#### [Task statement]
An exact transcription of all the data is required; the pictures are to be left out.

#### [Data supplied]
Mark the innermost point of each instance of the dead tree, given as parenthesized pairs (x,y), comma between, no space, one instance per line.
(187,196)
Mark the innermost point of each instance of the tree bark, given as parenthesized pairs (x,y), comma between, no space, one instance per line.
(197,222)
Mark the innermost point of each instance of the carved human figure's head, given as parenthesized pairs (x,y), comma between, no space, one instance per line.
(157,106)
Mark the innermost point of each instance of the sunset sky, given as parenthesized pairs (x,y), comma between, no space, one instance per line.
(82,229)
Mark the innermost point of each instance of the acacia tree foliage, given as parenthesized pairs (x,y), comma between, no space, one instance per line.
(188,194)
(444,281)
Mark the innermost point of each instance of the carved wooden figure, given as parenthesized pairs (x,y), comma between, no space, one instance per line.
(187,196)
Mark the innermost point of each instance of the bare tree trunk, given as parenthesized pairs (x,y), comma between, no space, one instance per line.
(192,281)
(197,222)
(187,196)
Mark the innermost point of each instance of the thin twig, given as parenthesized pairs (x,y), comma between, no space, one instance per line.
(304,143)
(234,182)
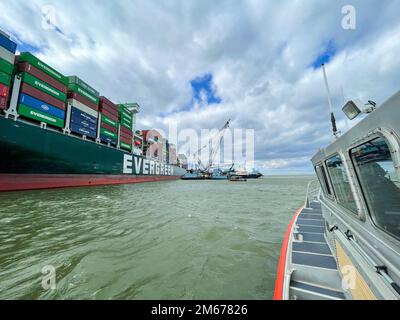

#### [Result of the task]
Mark the innermost point of each instance of the dead tree, given as parenthesized pairs (x,y), comma between, no space, one instance per line.
(187,196)
Mark the innermost point of each instance of the tree bark, given as parenthesized pairs (x,y), comma between, no space, one instance per line.
(197,222)
Mark the innermost point of each instance of the carved human figure's head, given as parenthesized pairs (x,y), comma between, no space, one instance per line.
(157,106)
Mark the innermost point of each instance of the sunset sky, given as parenthesized pairs (x,y), comma between, no space, one instance per line.
(82,229)
Mark the innermost point of each instance of the acacia tree foliage, given as parenthesized pairs (x,y), comma between, no space, one instance per line.
(188,194)
(444,281)
Mark the innermost point of each instance of the carved wooden figure, given as parenthesized pairs (x,y), comma between, no space, one instance per line.
(187,196)
Mark the innermost point of each instance of the bare tree trunk, given as parenthesized pairs (x,y), comma between, no space, one instance per line.
(192,281)
(197,222)
(187,196)
Mark the innermost point of each instance of the thin twig, given as parenthesized pairs (x,y), comma between, no space, one instance per line.
(304,143)
(234,182)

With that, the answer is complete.